[Location identification entries]
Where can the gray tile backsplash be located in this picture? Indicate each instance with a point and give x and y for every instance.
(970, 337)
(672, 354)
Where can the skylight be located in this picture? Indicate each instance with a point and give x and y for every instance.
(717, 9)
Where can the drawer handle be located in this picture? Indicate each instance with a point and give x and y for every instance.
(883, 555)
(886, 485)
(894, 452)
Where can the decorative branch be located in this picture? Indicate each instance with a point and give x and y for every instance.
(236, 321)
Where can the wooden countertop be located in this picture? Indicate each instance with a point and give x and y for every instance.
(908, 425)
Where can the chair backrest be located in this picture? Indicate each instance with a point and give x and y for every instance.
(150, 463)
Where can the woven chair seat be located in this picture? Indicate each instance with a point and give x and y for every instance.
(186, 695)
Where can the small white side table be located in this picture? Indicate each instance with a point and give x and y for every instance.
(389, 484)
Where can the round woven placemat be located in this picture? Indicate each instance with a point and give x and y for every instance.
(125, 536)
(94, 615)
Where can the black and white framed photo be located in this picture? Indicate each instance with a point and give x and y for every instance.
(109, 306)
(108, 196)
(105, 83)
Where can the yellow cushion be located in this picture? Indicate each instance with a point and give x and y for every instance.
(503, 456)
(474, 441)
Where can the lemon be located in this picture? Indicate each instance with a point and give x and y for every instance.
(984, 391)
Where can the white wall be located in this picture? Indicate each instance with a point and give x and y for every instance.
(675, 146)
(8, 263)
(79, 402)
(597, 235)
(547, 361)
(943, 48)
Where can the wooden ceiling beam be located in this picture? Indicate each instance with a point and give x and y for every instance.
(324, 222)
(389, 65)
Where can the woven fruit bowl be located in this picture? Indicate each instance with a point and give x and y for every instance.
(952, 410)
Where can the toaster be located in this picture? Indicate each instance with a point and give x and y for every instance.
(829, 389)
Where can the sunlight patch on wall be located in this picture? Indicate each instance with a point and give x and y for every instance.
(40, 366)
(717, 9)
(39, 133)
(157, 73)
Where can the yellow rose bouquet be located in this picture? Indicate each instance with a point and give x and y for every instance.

The problem → Word for word, quote the lines from the line containing "Where can the lemon" through the end of the material, both included, and nothing else.

Output for this exercise →
Where can the lemon be located in this picture? Indicate each instance with a point and give x and y for every instance.
(984, 391)
Where can the white wall be located in this picture? Indicate each instance with a point and give x and y for every instance.
(675, 146)
(8, 263)
(79, 402)
(597, 235)
(547, 361)
(943, 48)
Where can the wooden ceiling beam be located in this picture? Indicate each instance with a point and give x and y for every instance.
(324, 222)
(389, 65)
Where can the woven fruit bowl be located in this picture? Indicate each instance with a point and give x and y for every instance.
(952, 410)
Where can the toaster be located in this picture? Indicate each instance with a point and give x and y for every instance.
(829, 389)
Where can the sunlight patch on wall be located in this picture? Indicate each instance with a point and give x and y for every instance.
(40, 366)
(717, 9)
(39, 133)
(157, 73)
Where can the yellow rose bouquet be located in this picture? Indicate each instance with a point and give x and y for every instance.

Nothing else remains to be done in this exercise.